TEXT BLOCK —
——

Major Depressive Disorder ? a deadly psychiatric disease ? is assuming "epidemic" proportions in Kashmir, reports Arun Joshi.

india Updated: Dec 06, 2006 12:18 IST
Arun Joshi

It is a wake up call in Jammu. Major Depressive Disorder — a  deadly psychiatric  disease — is  assuming "epidemic" proportions in Kashmir.

It has already gone up by 30 per cent in the past over a decade. In the early 1990s, the number of patients to the psychiatric hospital in Srinagar — the only  hospital for treatment of such diseases has gone up from 1700-2000 per year to 60,000  per year.

"This is assuming epidemic proportions," says Dr Arshad Hussain, a  well known psychiatrist who is doing a constant study on the pattern of psychiatric diseases and their reasons.  

"It is a very serious  situation," he says. He finds the number of such patients  on the rise.

These are reported cases. There may be many more such cases, which are not reported to the hospitals because of a social stigma attached with a visit to a psychiatric hospital.  A visit to such hospitals, instantly attracts a tag of insanity. That is what the people avoid.

A sudden change in atmosphere in Kashmir in 1990s changed everything. Kashmir Valley, a place of beauty and peace where tourists could move around  even during midnight without any fear, suddenly transformed into a land where bullets zipped across and bombs killed and wounded people.

This set into motion major depressive disorders. Those most affected are women. "Their number is more than 50 per cent of the patients we receive at the hospital," Dr Arshad noted.

"Women are predisposed biologically, psychologically and socially and also form the largest survivor group, thus forming the bulk of the disease burden." 

The past 17 years have been the worst in the lives of women in Jammu and Kashmir. They have been a witness to the killing of the bread earners, their  children and also living in constant anxiety of their husbands, brothers and children having gone missing.

There is hardly any house in the five million population of Kashmir which has not been either directly or indirectly affected by the violence that has claimed 60,000 lives so far.

Women in this violence-hit state are the worst affected. Prof Seema Shekhawat of Jammu University in her research paper: Victims, perpetrators, survivors or peace building? Women In Kashmir: An overview, says : "Women face conflict-related violence doubly because of their gender, as part of civilian population. They're caught between two guns — that of terrorists and troops. Women have suffered, ranging from rape and torture to losing loved ones and homes."

That tragedy continues to haunt women in Jammu and Kashmir, and that is what is  making them the worst  victims of the major depressive disorders. At the moment there appears to be no escape for them, as the situation around them remains unchanged.

Dr Arshad  Hussain says that the disease is also catching up with the children.

This is leading to decline in school performance, anger outbursts, irritability, aberrant social functioning, poor self esteem and even behaviour of deliberate self harm. In extreme cases it might even affect the normal development of children.

And Kashmir is grappling with it as it is expanding at a rapid and dangerous speed.

——

INPUT DATA —
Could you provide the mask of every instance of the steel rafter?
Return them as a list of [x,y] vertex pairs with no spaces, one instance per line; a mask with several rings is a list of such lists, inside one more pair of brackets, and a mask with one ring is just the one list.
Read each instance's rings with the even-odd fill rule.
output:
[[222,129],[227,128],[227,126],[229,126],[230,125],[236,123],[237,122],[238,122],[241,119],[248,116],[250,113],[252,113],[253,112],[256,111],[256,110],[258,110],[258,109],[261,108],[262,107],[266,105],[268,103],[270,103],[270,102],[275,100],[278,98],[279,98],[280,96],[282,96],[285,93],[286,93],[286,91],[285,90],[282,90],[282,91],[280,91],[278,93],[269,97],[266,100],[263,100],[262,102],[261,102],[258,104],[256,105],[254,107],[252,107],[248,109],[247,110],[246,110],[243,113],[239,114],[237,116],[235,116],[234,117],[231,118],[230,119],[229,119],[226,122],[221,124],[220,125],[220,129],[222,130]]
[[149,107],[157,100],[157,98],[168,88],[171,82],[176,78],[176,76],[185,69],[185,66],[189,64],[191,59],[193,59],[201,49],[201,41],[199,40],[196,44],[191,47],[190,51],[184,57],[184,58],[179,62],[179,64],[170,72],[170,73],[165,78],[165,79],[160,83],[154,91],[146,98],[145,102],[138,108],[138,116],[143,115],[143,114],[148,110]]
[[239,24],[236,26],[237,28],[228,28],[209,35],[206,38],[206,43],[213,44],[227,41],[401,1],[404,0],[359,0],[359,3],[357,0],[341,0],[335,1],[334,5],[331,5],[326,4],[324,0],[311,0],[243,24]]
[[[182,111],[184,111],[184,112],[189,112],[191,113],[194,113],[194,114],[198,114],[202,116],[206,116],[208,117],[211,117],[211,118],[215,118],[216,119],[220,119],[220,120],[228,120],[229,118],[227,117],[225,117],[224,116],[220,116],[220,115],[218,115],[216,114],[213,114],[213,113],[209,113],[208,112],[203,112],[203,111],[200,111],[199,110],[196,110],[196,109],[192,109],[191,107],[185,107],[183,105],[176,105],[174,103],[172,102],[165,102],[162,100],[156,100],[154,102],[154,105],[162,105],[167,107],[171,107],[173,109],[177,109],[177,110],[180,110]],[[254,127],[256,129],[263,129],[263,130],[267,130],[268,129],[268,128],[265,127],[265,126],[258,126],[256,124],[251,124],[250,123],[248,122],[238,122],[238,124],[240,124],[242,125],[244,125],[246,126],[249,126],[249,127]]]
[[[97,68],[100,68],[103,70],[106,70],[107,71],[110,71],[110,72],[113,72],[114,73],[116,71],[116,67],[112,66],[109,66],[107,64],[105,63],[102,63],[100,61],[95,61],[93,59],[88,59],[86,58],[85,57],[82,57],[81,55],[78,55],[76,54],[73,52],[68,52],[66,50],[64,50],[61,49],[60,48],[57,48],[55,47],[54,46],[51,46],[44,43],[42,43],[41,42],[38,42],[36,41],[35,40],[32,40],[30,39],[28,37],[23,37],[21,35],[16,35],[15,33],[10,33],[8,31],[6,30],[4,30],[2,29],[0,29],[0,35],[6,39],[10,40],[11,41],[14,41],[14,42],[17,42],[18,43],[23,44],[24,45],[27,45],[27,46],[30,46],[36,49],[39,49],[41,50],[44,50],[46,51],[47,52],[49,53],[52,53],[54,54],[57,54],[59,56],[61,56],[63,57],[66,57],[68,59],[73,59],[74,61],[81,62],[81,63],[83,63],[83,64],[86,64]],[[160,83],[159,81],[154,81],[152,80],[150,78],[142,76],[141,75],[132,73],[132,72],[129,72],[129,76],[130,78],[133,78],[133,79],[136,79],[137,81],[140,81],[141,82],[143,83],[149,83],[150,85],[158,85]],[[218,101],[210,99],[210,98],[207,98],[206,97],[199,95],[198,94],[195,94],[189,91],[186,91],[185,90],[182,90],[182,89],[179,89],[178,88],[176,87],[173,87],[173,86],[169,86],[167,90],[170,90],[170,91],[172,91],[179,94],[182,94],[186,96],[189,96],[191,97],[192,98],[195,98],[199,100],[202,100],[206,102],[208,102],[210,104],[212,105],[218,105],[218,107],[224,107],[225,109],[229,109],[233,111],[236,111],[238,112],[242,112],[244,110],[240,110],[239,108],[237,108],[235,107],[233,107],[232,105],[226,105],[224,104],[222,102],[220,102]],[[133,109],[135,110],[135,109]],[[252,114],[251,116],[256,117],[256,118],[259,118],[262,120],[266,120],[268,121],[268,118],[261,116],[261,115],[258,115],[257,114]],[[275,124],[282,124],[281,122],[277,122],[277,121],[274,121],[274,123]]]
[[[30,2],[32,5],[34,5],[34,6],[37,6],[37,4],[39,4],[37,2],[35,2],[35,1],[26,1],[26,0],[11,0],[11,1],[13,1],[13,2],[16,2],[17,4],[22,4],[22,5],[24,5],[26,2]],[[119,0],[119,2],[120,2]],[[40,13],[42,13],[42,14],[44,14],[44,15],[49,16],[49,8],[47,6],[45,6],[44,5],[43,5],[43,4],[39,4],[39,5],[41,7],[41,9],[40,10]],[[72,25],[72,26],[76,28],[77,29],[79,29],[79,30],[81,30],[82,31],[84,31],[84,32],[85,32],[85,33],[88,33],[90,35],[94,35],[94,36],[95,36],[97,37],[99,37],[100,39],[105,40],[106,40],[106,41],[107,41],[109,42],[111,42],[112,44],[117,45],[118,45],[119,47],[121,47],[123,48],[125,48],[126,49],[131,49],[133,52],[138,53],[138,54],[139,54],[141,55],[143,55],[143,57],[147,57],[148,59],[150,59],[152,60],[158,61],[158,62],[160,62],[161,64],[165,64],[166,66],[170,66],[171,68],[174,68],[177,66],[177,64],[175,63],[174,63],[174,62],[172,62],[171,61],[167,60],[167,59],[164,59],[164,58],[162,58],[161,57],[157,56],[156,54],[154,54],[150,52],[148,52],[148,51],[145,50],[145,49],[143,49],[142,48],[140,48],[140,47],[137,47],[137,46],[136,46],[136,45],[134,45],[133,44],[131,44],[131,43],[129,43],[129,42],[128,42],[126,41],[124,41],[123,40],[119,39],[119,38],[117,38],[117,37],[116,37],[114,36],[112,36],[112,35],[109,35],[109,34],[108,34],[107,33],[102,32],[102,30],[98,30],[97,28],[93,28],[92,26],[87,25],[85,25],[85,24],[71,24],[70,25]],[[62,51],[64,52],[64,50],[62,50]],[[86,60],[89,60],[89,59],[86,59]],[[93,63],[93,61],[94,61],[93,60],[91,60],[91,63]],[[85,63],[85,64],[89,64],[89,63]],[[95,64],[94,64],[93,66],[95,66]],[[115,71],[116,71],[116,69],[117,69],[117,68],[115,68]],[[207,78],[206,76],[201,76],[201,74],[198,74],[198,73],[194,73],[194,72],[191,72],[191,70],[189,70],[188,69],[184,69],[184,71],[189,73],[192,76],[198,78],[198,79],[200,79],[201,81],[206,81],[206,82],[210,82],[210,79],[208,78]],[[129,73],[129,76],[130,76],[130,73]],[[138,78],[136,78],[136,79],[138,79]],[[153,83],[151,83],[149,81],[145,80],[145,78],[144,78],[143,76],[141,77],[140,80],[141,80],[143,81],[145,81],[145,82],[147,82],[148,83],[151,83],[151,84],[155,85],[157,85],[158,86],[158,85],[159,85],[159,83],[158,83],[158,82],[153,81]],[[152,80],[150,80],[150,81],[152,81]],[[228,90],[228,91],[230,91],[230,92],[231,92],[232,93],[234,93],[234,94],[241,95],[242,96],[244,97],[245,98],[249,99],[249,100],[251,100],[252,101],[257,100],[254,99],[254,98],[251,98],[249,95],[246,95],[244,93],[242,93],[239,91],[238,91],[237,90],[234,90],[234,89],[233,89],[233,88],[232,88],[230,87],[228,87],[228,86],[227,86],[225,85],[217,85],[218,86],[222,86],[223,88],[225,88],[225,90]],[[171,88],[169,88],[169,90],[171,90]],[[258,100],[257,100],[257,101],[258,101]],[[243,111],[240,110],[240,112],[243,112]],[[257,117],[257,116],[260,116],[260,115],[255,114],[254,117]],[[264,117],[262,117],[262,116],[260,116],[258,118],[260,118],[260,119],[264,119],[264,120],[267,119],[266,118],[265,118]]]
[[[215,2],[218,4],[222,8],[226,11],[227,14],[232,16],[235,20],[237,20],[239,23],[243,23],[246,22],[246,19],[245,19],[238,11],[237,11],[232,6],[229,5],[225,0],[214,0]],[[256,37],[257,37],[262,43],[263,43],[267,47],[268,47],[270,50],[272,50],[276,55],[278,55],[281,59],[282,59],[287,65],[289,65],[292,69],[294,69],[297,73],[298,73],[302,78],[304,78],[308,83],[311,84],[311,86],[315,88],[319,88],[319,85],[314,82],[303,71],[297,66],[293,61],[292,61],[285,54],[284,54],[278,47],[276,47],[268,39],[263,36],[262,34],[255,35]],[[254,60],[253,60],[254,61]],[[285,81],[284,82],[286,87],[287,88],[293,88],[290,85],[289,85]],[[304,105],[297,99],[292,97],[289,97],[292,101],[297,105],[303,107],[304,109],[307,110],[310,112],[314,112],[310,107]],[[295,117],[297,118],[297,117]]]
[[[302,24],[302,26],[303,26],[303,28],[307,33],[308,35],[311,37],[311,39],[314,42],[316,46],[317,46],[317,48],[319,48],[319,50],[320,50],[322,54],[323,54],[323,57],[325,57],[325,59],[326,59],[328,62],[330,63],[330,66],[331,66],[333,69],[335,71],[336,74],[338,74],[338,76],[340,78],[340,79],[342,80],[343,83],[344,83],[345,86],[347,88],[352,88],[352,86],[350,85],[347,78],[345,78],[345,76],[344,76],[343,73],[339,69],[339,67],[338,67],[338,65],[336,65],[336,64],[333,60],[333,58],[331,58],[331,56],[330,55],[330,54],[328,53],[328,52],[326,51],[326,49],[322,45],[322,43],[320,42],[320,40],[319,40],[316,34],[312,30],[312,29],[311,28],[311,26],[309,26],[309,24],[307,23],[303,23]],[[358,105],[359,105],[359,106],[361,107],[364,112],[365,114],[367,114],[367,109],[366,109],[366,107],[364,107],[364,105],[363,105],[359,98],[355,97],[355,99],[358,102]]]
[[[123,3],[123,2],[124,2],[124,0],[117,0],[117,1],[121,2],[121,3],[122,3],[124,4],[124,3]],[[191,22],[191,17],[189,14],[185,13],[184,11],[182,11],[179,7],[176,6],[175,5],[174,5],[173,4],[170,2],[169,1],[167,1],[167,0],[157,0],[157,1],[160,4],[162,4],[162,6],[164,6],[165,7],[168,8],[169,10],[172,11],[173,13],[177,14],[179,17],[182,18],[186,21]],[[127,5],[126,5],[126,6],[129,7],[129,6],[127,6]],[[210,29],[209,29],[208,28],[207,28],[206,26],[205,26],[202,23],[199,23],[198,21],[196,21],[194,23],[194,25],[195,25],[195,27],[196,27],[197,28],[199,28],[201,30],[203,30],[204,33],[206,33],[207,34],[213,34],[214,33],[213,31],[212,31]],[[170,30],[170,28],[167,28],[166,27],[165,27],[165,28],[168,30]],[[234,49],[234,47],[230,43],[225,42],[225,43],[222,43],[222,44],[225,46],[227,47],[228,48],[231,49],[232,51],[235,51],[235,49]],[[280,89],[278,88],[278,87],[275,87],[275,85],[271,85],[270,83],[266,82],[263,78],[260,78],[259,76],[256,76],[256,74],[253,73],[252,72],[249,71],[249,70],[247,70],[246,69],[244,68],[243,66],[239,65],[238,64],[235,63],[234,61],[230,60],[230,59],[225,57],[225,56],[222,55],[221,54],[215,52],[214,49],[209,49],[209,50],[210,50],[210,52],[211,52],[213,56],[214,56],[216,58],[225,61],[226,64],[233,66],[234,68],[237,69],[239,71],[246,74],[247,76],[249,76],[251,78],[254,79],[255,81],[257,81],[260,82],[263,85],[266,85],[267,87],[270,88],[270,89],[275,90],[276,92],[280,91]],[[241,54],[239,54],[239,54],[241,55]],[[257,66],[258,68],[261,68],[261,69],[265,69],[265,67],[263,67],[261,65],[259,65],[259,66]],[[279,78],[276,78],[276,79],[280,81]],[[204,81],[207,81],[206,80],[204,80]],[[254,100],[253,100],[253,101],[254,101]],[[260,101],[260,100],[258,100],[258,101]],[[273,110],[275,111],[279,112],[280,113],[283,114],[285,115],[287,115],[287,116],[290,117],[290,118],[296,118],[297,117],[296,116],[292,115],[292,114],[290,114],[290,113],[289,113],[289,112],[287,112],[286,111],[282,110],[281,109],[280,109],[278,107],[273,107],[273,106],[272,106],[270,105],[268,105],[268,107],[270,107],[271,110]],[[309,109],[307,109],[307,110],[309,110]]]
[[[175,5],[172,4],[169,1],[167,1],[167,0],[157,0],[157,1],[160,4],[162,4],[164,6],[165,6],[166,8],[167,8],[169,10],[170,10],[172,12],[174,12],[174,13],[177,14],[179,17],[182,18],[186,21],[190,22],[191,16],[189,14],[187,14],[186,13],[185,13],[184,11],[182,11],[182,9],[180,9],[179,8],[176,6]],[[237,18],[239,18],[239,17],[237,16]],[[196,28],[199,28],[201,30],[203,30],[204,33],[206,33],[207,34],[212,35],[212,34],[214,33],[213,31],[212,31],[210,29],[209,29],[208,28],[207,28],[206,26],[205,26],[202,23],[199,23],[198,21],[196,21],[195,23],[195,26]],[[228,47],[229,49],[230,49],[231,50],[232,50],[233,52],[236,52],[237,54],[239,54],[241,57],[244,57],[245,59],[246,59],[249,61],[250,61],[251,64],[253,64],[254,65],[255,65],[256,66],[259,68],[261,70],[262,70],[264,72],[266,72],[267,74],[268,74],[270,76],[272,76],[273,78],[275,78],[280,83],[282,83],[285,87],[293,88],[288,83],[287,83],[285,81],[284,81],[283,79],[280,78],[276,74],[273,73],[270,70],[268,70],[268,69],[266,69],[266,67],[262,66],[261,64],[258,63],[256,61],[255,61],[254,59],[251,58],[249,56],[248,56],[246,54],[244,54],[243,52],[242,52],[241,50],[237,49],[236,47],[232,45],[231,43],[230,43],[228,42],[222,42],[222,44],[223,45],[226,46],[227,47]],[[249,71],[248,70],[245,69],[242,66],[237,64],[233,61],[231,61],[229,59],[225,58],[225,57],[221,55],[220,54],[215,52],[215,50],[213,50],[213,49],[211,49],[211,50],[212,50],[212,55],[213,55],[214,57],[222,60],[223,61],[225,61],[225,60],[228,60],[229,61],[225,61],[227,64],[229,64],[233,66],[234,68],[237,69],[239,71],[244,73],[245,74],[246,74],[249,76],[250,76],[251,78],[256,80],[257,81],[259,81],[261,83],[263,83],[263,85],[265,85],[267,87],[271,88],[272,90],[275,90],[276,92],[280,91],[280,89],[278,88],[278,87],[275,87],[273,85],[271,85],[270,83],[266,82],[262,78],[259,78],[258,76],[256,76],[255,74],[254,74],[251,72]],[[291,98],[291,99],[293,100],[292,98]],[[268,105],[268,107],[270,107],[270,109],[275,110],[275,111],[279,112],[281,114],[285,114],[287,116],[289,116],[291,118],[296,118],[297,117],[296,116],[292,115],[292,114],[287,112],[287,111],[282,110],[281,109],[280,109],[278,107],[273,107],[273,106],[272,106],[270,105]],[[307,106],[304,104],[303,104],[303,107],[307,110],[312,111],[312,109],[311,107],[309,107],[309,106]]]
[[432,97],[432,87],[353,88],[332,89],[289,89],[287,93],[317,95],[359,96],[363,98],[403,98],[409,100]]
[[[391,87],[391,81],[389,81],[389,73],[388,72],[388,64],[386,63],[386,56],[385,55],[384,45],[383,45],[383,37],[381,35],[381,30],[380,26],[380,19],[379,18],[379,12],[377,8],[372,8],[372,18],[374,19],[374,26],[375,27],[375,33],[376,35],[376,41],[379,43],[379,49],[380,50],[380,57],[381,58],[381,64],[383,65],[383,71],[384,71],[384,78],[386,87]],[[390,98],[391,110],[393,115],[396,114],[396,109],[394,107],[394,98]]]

——

PROBLEM 1 —
Answer each question from the article on depression in Kashmir:
(a) How many patients per year does the psychiatric hospital in Srinagar now receive?
(b) What share of the hospital's patients are women, according to Dr Arshad Hussain?
(c) At which university is Prof Seema Shekhawat?
PROBLEM 2 —
Print the part of the article on depression in Kashmir that opens with the words containing "Women in this violence-hit" and closes with "them remains unchanged.".
The listing above comes from a source unrelated to the article on depression in Kashmir.

RESPONSE AREA 1 —
(a) 60,000 per year.
(b) More than 50 per cent.
(c) Jammu University.

RESPONSE AREA 2 —
Women in this violence-hit state are the worst affected. Prof Seema Shekhawat of Jammu University in her research paper: Victims, perpetrators, survivors or peace building? Women In Kashmir: An overview, says : "Women face conflict-related violence doubly because of their gender, as part of civilian population. They're caught between two guns — that of terrorists and troops. Women have suffered, ranging from rape and torture to losing loved ones and homes."

That tragedy continues to haunt women in Jammu and Kashmir, and that is what is  making them the worst  victims of the major depressive disorders. At the moment there appears to be no escape for them, as the situation around them remains unchanged.